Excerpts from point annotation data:
^^^^^^^^

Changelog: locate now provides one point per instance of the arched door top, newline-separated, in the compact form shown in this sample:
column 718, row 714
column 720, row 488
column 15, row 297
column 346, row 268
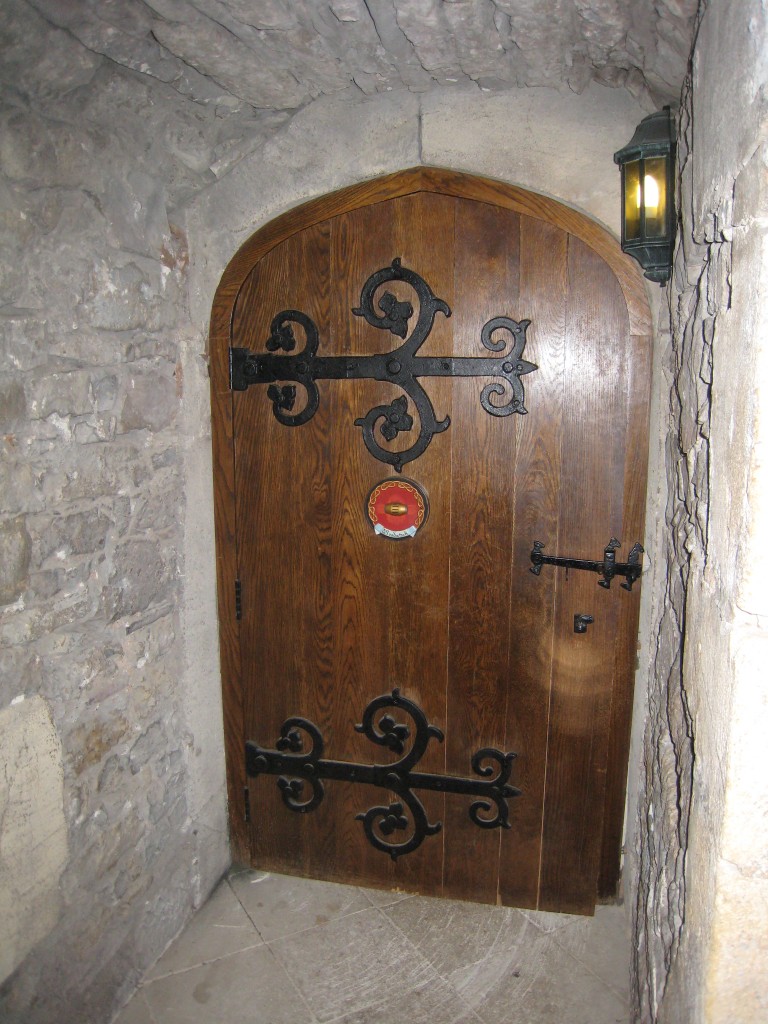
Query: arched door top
column 441, row 181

^^^^^^^^

Lay out the listing above as a Markdown table with the columns n and Line, one numbered row per line and no blank lines. Leave out the picture.

| n | Line |
|---|---|
| 1 | Changelog: locate now provides one point per instance of the arched door top, newline-separated, in the compact form shown in this sample: |
| 2 | column 718, row 714 |
| 3 | column 720, row 488 |
| 4 | column 15, row 297 |
| 5 | column 346, row 268 |
| 6 | Query: arched door top |
| 7 | column 441, row 181 |